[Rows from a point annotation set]
==============================

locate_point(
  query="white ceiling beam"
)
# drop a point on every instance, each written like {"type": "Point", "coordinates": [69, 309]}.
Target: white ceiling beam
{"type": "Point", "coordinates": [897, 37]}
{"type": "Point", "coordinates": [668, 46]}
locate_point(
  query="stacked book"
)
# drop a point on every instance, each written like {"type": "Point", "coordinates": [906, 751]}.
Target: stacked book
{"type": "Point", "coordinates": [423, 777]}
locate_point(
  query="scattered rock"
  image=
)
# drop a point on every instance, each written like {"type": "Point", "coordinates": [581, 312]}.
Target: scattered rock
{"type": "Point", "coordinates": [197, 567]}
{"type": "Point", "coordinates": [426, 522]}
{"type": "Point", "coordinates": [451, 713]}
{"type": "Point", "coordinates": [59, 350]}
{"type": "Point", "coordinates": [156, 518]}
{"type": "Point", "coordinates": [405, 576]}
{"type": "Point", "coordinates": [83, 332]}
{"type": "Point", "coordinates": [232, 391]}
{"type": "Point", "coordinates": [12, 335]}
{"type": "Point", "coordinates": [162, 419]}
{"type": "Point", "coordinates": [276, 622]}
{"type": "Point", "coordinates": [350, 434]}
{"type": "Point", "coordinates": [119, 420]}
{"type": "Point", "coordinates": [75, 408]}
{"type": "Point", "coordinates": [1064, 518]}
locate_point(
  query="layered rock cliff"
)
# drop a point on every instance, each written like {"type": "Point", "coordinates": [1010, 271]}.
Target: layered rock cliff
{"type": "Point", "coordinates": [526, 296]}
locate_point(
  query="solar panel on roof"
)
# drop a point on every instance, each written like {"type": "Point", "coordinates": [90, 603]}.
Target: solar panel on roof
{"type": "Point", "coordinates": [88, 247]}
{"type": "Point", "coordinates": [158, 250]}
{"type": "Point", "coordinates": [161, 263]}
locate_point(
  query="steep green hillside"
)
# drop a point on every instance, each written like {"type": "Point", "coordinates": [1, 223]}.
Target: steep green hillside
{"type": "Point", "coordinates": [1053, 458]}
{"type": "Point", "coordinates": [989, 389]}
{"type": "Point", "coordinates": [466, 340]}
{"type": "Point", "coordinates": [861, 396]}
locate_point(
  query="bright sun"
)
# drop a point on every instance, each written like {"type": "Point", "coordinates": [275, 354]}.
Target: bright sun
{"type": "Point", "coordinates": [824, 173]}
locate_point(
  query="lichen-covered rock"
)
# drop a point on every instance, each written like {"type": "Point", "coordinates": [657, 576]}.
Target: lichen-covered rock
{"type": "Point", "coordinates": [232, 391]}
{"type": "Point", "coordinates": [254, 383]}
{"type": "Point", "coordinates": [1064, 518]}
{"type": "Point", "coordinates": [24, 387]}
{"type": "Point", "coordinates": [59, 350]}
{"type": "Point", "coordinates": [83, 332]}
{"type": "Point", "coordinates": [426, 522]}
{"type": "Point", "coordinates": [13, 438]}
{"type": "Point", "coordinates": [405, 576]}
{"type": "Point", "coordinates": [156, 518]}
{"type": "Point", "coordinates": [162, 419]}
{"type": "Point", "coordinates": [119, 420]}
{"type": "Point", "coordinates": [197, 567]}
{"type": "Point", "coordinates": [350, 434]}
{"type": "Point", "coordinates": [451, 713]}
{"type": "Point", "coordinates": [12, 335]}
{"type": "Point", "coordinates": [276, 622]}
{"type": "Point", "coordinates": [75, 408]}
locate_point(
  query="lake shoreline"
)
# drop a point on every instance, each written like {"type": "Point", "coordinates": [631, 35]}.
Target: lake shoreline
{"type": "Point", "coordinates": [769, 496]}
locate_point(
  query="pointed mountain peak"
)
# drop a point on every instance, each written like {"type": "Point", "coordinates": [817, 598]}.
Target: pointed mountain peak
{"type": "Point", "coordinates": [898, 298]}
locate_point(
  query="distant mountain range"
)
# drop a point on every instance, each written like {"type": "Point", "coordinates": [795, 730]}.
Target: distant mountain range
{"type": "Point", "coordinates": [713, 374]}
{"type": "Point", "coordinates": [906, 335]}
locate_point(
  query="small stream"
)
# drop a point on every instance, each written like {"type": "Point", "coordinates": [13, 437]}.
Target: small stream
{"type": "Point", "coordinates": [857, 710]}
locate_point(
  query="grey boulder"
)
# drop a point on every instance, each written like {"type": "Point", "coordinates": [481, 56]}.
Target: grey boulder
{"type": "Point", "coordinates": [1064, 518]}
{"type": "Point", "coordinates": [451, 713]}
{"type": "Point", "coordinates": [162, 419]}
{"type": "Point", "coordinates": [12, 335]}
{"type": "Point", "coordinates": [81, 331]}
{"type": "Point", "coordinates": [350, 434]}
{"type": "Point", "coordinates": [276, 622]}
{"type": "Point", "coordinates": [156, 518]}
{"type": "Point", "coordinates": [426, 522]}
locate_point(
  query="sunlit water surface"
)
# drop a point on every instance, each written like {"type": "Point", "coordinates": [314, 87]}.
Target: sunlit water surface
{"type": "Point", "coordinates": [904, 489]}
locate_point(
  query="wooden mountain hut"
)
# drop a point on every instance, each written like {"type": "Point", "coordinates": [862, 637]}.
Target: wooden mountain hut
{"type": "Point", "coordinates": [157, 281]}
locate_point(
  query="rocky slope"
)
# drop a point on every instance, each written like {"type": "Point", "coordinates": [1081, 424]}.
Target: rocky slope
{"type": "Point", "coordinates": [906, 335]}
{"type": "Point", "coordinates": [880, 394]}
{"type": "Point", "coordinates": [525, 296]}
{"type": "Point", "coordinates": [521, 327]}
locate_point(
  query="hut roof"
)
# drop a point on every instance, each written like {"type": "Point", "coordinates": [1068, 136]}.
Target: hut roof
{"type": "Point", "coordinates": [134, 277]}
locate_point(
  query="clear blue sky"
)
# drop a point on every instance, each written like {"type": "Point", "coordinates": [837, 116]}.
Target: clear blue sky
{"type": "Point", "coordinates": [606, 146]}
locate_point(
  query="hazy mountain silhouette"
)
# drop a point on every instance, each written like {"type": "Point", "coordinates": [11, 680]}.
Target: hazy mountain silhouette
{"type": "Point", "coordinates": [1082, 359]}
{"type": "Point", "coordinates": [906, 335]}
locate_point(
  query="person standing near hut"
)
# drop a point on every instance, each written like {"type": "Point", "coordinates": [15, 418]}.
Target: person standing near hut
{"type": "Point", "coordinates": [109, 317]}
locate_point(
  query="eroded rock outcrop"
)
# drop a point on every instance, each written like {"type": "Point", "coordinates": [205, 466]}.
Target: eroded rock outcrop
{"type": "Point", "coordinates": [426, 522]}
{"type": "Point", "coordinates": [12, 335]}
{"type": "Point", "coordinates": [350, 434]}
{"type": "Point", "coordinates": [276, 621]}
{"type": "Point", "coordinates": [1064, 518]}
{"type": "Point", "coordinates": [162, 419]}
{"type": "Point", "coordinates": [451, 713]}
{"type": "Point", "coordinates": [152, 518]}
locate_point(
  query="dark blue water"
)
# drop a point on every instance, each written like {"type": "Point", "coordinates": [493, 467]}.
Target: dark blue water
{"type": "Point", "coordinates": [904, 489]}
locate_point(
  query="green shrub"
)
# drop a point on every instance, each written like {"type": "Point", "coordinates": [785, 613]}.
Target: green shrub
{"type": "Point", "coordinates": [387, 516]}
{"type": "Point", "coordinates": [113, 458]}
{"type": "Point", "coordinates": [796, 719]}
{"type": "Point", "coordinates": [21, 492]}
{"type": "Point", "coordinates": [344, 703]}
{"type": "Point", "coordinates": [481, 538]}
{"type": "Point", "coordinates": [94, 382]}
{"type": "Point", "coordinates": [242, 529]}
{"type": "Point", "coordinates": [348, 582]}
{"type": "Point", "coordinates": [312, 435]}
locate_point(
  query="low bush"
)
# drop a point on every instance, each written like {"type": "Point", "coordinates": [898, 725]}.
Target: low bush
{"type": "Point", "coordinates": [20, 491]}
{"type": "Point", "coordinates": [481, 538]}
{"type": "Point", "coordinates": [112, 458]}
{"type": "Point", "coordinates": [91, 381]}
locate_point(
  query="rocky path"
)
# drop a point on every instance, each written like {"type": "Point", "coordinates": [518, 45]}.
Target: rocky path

==============================

Goal of the exercise:
Pull out every line in the rows above that contains the string "blue".

Written solution:
  query="clear blue sky"
Target: clear blue sky
  query="dark blue water"
Target: dark blue water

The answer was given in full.